The Misery of Sierra Leone
Imagine that a civil war broke out in western Texas and has dragged on year after year since 1991. Food is scarce, medical care nonexistent and gasoline supplies a thing of the past.
To escape the heavy fighting, men, women and children flee by the thousands into the countryside or, if they're lucky, across the border into Mexico. The hardship is enormous. Hundreds, if not thousands, die. Infants, young children and the elderly suffer the most.
Imagine further that the world studiously ignores what's happening. With a few notable exceptions, the news media in the United States and elsewhere pay little attention. Here and abroad, the impeachment trial dominates the headlines.
This scenario sounds implausible, and it would be if the setting were Texas. But shift the scene to Sierra Leone, a small nation in West Africa about the size of South Carolina, and you have an accurate description of the current situation. Today Sierra Leone has become the world's largest producer of human misery.
The United Nations estimates that some 440,000 Sierra Leoneans have fled across the border into Liberia or Guinea. As the fighting intensified in recent weeks, hundreds of thousands more abandoned their homes and joined the ranks of the displaced inside the country.

Exercise requirements.
• a. List every country named in the article on Sierra Leone, in the order each first appears.
• b. Write the next part of the article on Sierra Leone, picking up after its final sentence.

Data provided.
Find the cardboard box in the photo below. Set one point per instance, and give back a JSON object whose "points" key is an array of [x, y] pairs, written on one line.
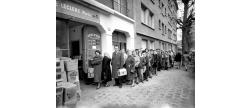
{"points": [[71, 65], [77, 83], [60, 65], [59, 96], [122, 72], [90, 75], [72, 76], [78, 94], [61, 76]]}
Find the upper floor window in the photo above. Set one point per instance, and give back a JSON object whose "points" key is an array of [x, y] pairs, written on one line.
{"points": [[169, 34], [147, 17], [153, 1], [163, 29], [159, 24], [160, 3]]}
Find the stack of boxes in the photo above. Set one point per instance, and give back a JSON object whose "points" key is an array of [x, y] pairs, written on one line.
{"points": [[67, 82]]}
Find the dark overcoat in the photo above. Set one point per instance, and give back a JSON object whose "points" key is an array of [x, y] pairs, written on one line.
{"points": [[117, 63], [130, 67], [97, 64], [106, 70]]}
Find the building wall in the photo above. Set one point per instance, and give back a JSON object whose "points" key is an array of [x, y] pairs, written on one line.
{"points": [[125, 4], [115, 22], [154, 33]]}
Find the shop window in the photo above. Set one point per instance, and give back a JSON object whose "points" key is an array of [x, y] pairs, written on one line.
{"points": [[153, 1], [62, 38], [119, 39], [159, 3], [159, 23], [165, 29], [144, 44], [147, 17]]}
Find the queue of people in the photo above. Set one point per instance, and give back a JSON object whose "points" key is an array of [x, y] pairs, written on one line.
{"points": [[141, 65]]}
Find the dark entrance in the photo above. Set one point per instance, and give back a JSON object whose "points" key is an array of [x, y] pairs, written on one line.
{"points": [[119, 39]]}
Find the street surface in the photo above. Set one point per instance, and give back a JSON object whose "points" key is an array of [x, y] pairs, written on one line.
{"points": [[170, 89]]}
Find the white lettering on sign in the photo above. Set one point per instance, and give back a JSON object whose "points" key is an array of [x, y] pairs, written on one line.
{"points": [[93, 36], [74, 9]]}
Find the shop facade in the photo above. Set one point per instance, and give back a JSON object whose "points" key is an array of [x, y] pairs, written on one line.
{"points": [[85, 26]]}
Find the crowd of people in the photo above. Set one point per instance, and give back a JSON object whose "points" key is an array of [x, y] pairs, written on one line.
{"points": [[141, 65]]}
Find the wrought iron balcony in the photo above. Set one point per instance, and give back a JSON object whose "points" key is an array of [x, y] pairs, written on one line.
{"points": [[120, 6]]}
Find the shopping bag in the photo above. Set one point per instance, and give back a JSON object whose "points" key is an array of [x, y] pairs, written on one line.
{"points": [[122, 72]]}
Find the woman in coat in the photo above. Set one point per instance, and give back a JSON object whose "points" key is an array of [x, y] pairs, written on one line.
{"points": [[130, 67], [97, 64], [106, 70]]}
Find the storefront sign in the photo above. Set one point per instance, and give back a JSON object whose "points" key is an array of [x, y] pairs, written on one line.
{"points": [[94, 36], [73, 9]]}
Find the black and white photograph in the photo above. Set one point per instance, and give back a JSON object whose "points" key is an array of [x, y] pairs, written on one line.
{"points": [[125, 54]]}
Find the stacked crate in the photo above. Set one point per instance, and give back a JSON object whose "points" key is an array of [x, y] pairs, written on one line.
{"points": [[67, 82], [60, 78], [73, 74]]}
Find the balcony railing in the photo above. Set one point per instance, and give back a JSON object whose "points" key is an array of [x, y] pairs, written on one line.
{"points": [[122, 8], [118, 6]]}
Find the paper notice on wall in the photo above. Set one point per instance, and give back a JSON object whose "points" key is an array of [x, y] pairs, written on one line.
{"points": [[93, 47]]}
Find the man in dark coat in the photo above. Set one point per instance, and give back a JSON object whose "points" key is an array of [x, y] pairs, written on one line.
{"points": [[117, 63], [147, 73], [97, 64], [106, 70], [159, 57]]}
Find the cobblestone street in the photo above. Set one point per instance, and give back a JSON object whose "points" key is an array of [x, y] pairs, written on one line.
{"points": [[170, 89]]}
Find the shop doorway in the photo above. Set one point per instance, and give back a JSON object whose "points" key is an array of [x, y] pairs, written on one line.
{"points": [[75, 48], [119, 39]]}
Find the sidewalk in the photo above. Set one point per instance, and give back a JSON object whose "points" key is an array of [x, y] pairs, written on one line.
{"points": [[173, 88]]}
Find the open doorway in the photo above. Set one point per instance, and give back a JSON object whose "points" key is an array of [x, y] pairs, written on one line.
{"points": [[119, 39]]}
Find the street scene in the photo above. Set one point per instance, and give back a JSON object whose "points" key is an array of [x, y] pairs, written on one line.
{"points": [[125, 53], [170, 89]]}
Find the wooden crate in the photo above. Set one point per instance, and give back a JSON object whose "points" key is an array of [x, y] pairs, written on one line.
{"points": [[70, 91], [59, 96], [71, 65], [59, 65], [72, 76]]}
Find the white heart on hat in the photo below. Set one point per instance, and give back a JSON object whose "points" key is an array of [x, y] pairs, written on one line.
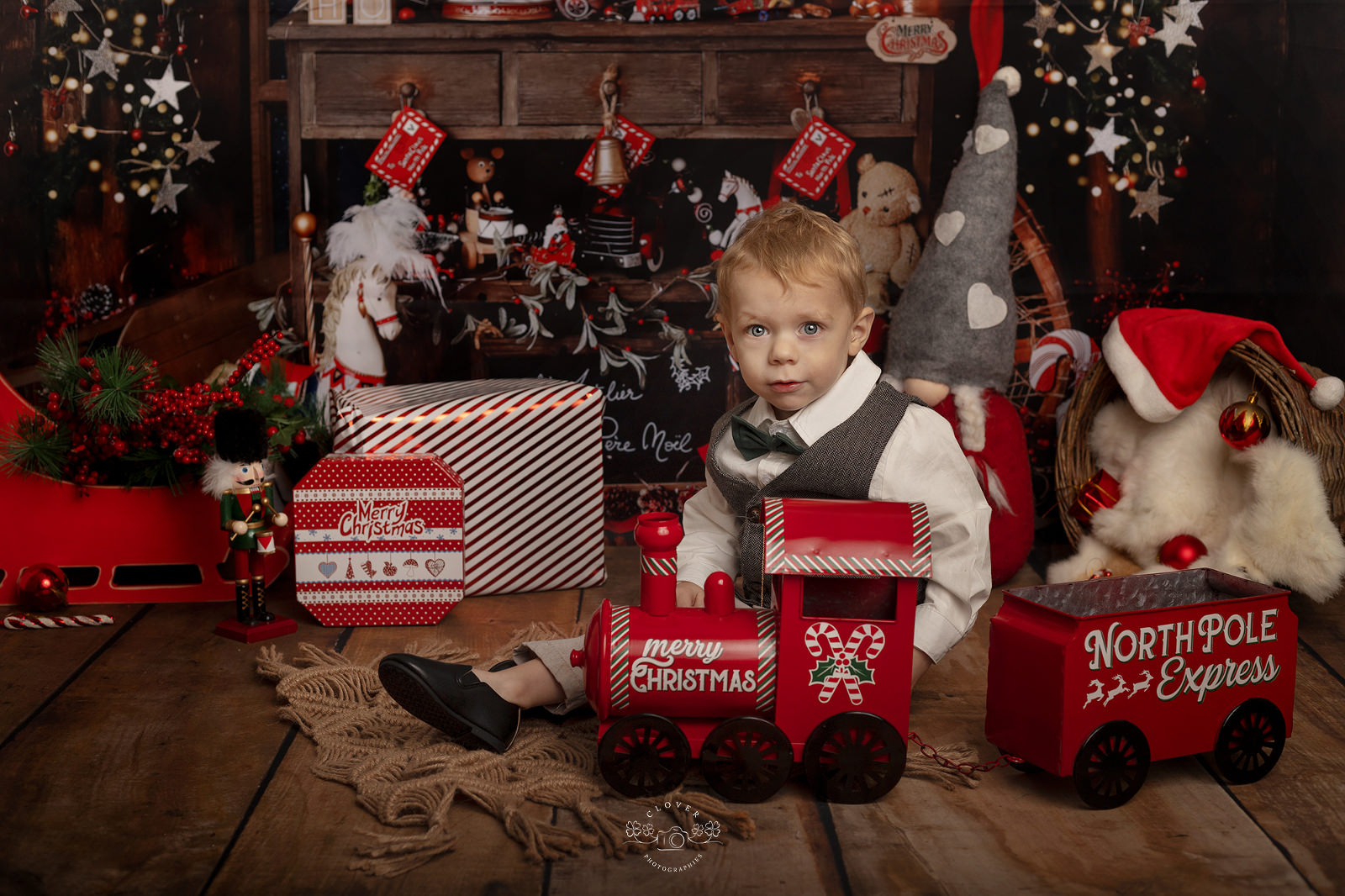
{"points": [[990, 138], [985, 308], [948, 225]]}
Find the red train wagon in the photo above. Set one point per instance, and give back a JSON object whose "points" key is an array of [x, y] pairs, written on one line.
{"points": [[1096, 680], [822, 677], [111, 542]]}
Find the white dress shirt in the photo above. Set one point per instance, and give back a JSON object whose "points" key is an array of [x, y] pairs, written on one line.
{"points": [[923, 461]]}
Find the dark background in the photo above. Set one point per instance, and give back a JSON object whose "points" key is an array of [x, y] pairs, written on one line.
{"points": [[1257, 226]]}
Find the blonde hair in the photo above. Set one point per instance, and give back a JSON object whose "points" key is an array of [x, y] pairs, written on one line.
{"points": [[795, 245]]}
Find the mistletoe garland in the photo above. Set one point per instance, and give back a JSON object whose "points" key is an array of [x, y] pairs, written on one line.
{"points": [[600, 329], [1123, 71]]}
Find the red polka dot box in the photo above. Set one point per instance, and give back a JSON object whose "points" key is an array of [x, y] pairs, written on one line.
{"points": [[530, 455], [378, 540]]}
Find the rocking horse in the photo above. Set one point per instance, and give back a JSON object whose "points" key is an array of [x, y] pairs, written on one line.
{"points": [[750, 205], [370, 249]]}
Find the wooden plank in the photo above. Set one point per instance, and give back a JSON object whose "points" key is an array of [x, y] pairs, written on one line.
{"points": [[50, 660], [136, 775], [1031, 833], [1306, 782], [275, 851]]}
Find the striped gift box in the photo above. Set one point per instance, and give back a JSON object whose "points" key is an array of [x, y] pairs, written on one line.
{"points": [[530, 455], [378, 540]]}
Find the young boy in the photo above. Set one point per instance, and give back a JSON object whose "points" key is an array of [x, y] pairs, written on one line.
{"points": [[824, 425]]}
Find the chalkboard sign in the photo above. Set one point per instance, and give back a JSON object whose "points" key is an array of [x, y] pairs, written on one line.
{"points": [[651, 430]]}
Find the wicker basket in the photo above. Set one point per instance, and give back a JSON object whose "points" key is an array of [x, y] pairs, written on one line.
{"points": [[1318, 432]]}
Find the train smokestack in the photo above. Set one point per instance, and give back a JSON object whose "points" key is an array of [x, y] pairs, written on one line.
{"points": [[658, 537]]}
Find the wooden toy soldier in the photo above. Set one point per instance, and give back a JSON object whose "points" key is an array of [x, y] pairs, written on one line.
{"points": [[239, 477]]}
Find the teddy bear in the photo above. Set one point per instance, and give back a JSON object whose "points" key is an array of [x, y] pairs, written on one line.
{"points": [[888, 197]]}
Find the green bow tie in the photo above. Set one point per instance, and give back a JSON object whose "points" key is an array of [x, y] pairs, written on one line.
{"points": [[752, 443]]}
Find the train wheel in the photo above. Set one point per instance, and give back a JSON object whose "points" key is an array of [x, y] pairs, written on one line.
{"points": [[1250, 741], [746, 759], [643, 755], [854, 757], [1111, 766]]}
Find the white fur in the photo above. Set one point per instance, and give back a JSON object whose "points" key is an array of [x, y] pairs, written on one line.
{"points": [[1261, 513], [970, 403]]}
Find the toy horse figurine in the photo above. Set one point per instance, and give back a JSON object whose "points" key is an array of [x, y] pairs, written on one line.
{"points": [[370, 249], [750, 205]]}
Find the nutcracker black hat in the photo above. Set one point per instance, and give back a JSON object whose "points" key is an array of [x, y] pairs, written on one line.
{"points": [[241, 435]]}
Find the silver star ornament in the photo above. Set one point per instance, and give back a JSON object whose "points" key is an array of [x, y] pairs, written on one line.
{"points": [[1174, 34], [1044, 20], [1187, 13], [101, 61], [198, 148], [166, 87], [167, 197], [1106, 140], [1100, 54], [1149, 201]]}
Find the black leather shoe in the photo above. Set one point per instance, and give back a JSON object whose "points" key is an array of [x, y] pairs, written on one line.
{"points": [[450, 697], [542, 712]]}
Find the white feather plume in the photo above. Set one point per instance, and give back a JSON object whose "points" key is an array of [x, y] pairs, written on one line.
{"points": [[383, 235]]}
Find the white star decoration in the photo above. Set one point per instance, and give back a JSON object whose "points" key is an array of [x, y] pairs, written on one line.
{"points": [[1106, 140], [1174, 35], [167, 197], [1100, 54], [1187, 13], [1044, 20], [1149, 201], [198, 148], [166, 87], [101, 61]]}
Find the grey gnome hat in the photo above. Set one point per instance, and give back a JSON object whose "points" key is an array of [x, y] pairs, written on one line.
{"points": [[957, 319]]}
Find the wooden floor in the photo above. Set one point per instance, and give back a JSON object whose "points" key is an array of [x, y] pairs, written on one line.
{"points": [[145, 757]]}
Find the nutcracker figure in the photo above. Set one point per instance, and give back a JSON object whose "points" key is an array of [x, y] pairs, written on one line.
{"points": [[239, 477]]}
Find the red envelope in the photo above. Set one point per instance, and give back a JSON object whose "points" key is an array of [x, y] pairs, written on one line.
{"points": [[814, 159], [407, 148]]}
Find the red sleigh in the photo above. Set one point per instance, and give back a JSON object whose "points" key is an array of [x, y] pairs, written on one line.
{"points": [[114, 544]]}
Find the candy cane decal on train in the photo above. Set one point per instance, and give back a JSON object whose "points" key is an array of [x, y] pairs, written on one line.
{"points": [[1096, 680], [820, 677]]}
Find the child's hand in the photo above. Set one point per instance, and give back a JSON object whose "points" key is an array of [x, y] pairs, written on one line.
{"points": [[690, 595]]}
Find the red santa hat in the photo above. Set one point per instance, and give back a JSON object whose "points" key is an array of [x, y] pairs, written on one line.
{"points": [[1163, 358]]}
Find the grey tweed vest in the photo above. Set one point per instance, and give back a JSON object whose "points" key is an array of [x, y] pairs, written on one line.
{"points": [[840, 465]]}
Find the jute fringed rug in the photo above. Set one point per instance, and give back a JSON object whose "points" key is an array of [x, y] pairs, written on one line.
{"points": [[409, 777]]}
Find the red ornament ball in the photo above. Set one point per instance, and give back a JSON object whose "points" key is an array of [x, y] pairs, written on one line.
{"points": [[42, 588], [1244, 424], [1180, 552]]}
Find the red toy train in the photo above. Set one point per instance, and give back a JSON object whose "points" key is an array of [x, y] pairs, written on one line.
{"points": [[1094, 680], [822, 677]]}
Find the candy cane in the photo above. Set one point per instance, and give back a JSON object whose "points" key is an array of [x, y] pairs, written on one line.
{"points": [[852, 651], [55, 622], [810, 640]]}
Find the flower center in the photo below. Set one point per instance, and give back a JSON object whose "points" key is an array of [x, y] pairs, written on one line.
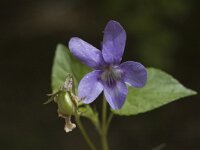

Solved tasks.
• a. Mexico, United States, Sierra Leone, Liberia, Guinea

• b.
But what's worse than the displacement is the terror. Rape and kidnapping have become commonplace. The insurgents -- who lack popular support -- have committed barbaric reprisals against civilians suspected of supporting the democratically elected government. The guerrillas have, for example, burned villagers alive -- not only men, but women and children. And they've made an example of others by hacking off their hands or arms, their feet or legs.
One such victim, a 6-year-old called Flora, held up her bandaged arm and asked my colleague Marie de la Soudiere, "Will my fingers grow back?"
The large-scale flight prompted by these atrocities has wiped out much of the country's agricultural economy. Although the international community had set up emergency feeding centers, food shortages have followed the ebb and flow of the civil war. Recent fighting along access routes seriously disrupted relief efforts. And so the misery of the refugees and displaced people worsens.
It's unlikely that the international community will use militarized humanitarianism to reopen supply routes, as NATO did in Bosnia and Kosovo. For one thing, Sierra Leone is perhaps the world's poorest country. It has no strategic or economic value to the West, and its tragedy has not drawn intense media coverage.
Moreover, Sierra Leone resides in the shadow of Mogadishu. The memory of American soldiers dying in Somalia has made the United States wary of military involvement in African affairs.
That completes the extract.